▶ [EXERCISE PROMPT] Turn the records below into a Markdown table with two columns, Row and Line, giving each non-blank line its own numbered row. Leave out the pictures and the blank lines.

• • •

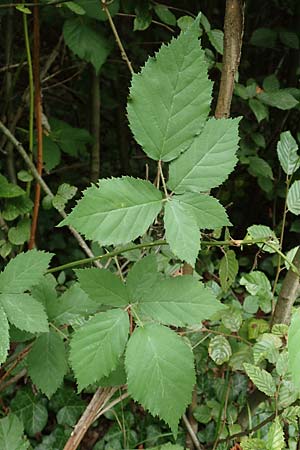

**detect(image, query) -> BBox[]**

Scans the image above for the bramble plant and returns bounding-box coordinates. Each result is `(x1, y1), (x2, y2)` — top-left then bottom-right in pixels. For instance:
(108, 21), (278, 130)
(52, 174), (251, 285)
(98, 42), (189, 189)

(0, 1), (300, 450)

• • •

▶ [PROBLEM SOLUTION]
| Row | Line |
|---|---|
| 1 | **detect(image, query) -> BBox[]** |
| 2 | Scans the image above for the bramble plant and returns bounding-box coordinates. Each result is `(x1, y1), (x2, y2)` — top-left then bottom-right in pixels. For instance: |
| 3 | (108, 21), (278, 130) |
| 4 | (52, 174), (251, 285) |
| 5 | (98, 42), (189, 189) |
| 6 | (0, 1), (300, 450) |